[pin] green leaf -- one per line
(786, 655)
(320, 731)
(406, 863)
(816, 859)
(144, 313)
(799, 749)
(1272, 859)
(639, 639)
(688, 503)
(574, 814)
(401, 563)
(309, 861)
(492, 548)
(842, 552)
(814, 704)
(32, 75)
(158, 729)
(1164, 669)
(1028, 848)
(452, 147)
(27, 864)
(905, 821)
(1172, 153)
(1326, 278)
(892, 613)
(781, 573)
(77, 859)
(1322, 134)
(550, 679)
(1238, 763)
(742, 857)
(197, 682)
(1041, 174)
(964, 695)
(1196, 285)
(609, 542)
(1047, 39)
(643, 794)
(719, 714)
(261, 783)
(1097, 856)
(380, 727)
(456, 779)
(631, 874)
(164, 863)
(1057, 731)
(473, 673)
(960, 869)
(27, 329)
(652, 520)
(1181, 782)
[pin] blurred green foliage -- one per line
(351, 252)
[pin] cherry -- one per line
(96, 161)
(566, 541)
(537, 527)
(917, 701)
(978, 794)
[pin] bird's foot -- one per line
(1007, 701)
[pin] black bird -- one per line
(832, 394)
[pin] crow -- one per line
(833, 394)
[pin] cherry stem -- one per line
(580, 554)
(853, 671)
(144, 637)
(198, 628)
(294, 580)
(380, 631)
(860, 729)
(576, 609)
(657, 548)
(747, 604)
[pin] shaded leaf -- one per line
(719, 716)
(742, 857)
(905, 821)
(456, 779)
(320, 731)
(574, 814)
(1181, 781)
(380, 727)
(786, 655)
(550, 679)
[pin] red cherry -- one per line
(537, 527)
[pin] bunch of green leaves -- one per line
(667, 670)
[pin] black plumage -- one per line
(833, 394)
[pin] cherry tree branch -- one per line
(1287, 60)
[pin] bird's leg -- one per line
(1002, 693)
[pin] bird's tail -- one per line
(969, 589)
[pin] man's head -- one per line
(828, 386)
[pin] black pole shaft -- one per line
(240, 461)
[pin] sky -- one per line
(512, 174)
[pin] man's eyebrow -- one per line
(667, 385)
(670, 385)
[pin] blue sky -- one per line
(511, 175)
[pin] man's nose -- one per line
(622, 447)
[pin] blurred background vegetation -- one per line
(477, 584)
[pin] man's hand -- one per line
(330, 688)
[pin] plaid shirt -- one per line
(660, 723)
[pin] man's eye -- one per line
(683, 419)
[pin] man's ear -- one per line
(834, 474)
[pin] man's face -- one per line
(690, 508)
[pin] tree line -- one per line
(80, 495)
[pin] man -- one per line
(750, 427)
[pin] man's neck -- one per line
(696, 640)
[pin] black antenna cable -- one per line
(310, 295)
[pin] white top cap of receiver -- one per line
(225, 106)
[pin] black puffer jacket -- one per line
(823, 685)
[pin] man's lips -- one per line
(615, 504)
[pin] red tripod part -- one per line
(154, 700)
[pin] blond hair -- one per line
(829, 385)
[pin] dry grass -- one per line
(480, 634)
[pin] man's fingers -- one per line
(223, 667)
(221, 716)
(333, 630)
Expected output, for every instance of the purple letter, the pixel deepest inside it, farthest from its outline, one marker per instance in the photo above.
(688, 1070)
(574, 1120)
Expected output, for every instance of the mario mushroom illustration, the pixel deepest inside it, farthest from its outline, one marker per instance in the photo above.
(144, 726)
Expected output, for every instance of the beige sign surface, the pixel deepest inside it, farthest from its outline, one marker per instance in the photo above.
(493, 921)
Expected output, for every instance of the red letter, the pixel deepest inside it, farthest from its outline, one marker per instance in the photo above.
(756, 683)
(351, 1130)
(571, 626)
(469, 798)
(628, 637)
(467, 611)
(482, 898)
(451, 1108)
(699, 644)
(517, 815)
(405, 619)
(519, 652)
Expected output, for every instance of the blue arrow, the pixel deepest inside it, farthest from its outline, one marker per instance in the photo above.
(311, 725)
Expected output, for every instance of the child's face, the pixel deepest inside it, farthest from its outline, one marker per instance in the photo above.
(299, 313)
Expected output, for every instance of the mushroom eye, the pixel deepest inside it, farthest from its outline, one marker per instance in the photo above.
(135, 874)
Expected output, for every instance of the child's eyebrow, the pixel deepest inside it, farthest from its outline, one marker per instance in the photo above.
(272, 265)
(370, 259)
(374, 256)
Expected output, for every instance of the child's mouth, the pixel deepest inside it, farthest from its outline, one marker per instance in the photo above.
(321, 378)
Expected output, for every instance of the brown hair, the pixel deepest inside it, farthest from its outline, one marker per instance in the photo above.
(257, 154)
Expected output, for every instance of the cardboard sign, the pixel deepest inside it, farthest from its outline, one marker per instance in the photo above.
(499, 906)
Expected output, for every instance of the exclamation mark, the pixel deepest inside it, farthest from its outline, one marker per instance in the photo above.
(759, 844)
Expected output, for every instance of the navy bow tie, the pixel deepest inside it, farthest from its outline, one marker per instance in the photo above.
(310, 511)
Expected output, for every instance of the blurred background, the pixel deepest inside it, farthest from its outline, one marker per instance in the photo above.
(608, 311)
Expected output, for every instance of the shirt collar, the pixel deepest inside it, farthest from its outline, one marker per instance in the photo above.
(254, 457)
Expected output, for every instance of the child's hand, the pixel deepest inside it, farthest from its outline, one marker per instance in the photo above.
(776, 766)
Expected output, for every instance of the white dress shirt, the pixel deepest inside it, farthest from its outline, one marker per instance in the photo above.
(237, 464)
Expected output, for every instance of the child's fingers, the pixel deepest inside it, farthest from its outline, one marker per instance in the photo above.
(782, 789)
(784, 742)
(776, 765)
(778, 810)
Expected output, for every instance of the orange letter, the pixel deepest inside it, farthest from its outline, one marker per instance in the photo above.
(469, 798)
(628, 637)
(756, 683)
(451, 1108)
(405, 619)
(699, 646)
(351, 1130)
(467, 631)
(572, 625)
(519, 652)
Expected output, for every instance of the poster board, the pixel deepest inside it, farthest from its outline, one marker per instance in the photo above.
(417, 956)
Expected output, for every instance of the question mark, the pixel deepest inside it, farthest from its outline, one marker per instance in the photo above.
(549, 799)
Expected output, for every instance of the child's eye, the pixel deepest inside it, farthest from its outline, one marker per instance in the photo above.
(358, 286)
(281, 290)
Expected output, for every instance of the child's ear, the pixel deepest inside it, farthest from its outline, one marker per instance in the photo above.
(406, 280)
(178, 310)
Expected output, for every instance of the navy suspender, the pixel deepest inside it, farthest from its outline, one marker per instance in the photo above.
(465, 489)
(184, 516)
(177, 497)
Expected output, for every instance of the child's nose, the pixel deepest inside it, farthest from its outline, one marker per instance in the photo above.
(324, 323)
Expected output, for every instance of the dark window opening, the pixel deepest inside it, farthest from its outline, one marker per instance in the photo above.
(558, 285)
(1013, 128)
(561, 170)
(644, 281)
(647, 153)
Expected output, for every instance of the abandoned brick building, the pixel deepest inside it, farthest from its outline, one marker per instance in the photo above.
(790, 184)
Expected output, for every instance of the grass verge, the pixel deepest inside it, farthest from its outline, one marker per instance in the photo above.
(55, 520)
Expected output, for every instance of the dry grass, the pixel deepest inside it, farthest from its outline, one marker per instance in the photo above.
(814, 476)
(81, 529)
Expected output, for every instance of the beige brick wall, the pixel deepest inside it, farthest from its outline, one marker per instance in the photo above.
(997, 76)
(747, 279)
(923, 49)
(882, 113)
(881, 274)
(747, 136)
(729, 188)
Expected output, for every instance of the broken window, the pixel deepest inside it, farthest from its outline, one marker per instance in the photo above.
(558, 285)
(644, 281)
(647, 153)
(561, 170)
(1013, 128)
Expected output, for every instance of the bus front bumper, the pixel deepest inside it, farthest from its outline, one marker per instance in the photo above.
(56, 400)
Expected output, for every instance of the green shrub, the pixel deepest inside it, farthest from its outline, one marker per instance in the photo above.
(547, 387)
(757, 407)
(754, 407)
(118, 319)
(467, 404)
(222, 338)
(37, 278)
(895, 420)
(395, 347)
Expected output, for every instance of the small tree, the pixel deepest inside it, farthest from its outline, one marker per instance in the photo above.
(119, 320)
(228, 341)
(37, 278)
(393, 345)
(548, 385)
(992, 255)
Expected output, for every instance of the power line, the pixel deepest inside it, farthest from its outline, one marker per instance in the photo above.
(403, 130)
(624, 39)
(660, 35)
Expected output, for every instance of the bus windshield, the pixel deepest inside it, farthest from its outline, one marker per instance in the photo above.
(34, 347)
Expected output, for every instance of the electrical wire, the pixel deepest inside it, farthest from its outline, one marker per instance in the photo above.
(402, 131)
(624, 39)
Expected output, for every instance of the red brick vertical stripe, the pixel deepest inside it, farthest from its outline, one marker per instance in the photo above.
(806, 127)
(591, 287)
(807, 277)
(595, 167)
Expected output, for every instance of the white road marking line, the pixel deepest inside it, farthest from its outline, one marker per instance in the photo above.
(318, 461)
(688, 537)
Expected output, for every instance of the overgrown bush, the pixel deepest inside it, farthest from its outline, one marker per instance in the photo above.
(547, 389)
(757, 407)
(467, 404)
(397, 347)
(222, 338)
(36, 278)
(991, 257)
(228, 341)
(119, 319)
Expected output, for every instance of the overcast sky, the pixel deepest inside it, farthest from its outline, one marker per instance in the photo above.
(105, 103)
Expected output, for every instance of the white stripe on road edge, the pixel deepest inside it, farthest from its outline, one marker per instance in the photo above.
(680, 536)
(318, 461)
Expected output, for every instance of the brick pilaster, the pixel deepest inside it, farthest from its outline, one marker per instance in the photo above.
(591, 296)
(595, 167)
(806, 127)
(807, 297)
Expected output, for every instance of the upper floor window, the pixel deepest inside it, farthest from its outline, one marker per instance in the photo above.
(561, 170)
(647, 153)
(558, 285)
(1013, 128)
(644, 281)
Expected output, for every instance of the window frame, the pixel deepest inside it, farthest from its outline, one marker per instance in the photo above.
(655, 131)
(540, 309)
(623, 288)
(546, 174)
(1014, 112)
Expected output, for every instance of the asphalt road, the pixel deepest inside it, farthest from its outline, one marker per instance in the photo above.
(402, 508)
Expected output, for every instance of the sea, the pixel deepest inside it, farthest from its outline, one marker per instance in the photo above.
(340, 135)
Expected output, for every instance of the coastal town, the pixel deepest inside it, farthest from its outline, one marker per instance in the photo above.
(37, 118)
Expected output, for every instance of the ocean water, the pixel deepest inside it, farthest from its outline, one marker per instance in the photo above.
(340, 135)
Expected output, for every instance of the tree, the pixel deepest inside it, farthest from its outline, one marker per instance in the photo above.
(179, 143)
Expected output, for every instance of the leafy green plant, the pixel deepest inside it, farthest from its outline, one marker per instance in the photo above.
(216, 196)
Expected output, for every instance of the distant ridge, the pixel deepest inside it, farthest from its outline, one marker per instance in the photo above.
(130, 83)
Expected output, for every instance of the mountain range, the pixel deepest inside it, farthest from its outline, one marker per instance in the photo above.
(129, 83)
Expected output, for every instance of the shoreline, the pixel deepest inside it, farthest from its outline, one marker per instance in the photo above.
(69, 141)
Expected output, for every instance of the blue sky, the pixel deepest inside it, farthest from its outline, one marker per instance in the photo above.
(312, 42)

-*-*-

EXERCISE INSTRUCTIONS: Copy each line exactly, from the line containing "Expected output, for every instance of the asphalt" down to the last line of the material, and no other lines.

EXERCISE SOLUTION:
Expected output, for every instance of the asphalt road, the pixel deepest inside it, farthest from its outline, one marker per instance in the photo above.
(402, 508)
Expected output, for every instance of the sea, the pixel deepest inside it, farthest from its outline, one marker per instance in the photo above.
(340, 135)
Expected output, for every instance of the coastal town, the pixel deepest inside it, farthest from its outline, one marker per instance in the photo above.
(37, 118)
Expected output, for every instance of the ocean water, the pixel deepest inside it, farthest from its outline, one marker per instance in the photo above.
(340, 135)
Expected output, for every instance of the tree, the pixel deepest inside it, farthest from its outline, one marker per instance in the photo above.
(179, 143)
Expected output, for every instance of the leafy green plant, the pixel deepest inside it, farthest from its outline, one marker per instance in the photo above.
(216, 196)
Expected output, for every instance of the distant ridge, the pixel deepest inside it, farthest from its outline, one marker per instance in the photo above.
(130, 83)
Expected output, for every instance of the mountain range, the pixel deepest inside it, farthest from its outline, one marker per instance in the photo above.
(129, 83)
Expected output, for every instance of the shoreline, the pixel deepest inside it, farthest from its outline, one marker per instance in the photo above.
(69, 141)
Expected output, for every instance of the blue sky, the pixel deepest inside it, farthest from its outline, one marker per instance in the photo above.
(312, 42)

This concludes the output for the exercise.